Object pointing dataset rows
=-=-=
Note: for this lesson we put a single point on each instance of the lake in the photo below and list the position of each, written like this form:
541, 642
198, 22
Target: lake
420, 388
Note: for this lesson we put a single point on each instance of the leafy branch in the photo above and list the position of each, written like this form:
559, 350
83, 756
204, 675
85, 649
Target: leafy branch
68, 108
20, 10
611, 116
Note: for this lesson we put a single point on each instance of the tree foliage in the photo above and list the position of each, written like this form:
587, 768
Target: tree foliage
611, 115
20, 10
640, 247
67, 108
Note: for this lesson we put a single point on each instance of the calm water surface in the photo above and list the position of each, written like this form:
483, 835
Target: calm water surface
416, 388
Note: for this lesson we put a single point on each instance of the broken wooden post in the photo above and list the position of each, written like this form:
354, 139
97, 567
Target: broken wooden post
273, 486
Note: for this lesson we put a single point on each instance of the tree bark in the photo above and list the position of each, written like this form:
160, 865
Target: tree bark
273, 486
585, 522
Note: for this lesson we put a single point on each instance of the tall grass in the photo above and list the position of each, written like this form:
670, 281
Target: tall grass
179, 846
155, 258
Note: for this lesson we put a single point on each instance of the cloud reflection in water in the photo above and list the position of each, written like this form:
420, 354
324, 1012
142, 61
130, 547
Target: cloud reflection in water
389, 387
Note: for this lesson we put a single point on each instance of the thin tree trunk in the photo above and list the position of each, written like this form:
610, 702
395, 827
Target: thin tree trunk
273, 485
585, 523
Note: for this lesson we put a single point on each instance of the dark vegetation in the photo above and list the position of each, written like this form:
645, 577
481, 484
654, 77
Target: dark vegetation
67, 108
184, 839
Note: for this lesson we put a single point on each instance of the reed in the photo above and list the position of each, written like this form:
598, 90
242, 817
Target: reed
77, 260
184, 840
=-=-=
What is required
Update the whole listing by swapping "single point" for "single dot" wherever it occurs, leaving every other part the same.

Problem solution
Note: for this lesson we put a single dot on each instance of the lake in the photo below and list the position of each, written like this form:
541, 642
198, 22
Target: lake
420, 388
Note: for this lesson we put a single dot on each instance of the leafy branch in the photo above and list the position of each, written like this form:
559, 350
83, 756
204, 675
85, 649
Target: leafy branch
68, 108
20, 10
611, 116
Note: for this lesson we put a single dot on each instance of the tree foliage in the photo above and list the position of each, written like this form:
587, 768
Target: tree foliage
611, 115
20, 10
640, 247
67, 108
Note: for this lesson we put a single dot on each instance of the calm water surface in the photo above and list the position of each, written like this form:
483, 835
Target: calm water surface
416, 388
Note: for this lesson we put a single dot on each instance of the broken wooden post in the photo above and list the position of each, written like this form:
354, 139
97, 567
Target: broken wooden post
273, 486
Note: for this lesson we put a single dot on each instance of the tree bark in the photo above and list the position of each, written like this form:
160, 865
Target: tree bark
273, 486
585, 522
Note: for this lesson we put a single dot on each instance of the tall grass in the photo above and list the position of each, written like this form:
670, 281
Target: tall grass
179, 846
155, 258
Note: for this lesson we put a single dot on each instance of the cloud reflection in water in the photo above and list the position of each, written like this form:
420, 354
324, 1012
142, 61
130, 547
Target: cloud reflection in water
389, 387
Note: for this lesson we put a single dot on each instance of the thin tree trunk in the photo above and list the position of each, written like this form:
610, 702
395, 827
Target: thin tree trunk
273, 485
585, 523
Note: for this lesson we put a single dot on each instance of the dark vegetation in the photo above and list the position of each, written like this form:
645, 577
481, 484
654, 77
Target: dark vegetation
67, 108
184, 839
Note: for this lesson we put a single dot on each instance of the reed in the photo above and list the position of each, written like this form:
598, 90
242, 817
Target: reed
77, 260
184, 840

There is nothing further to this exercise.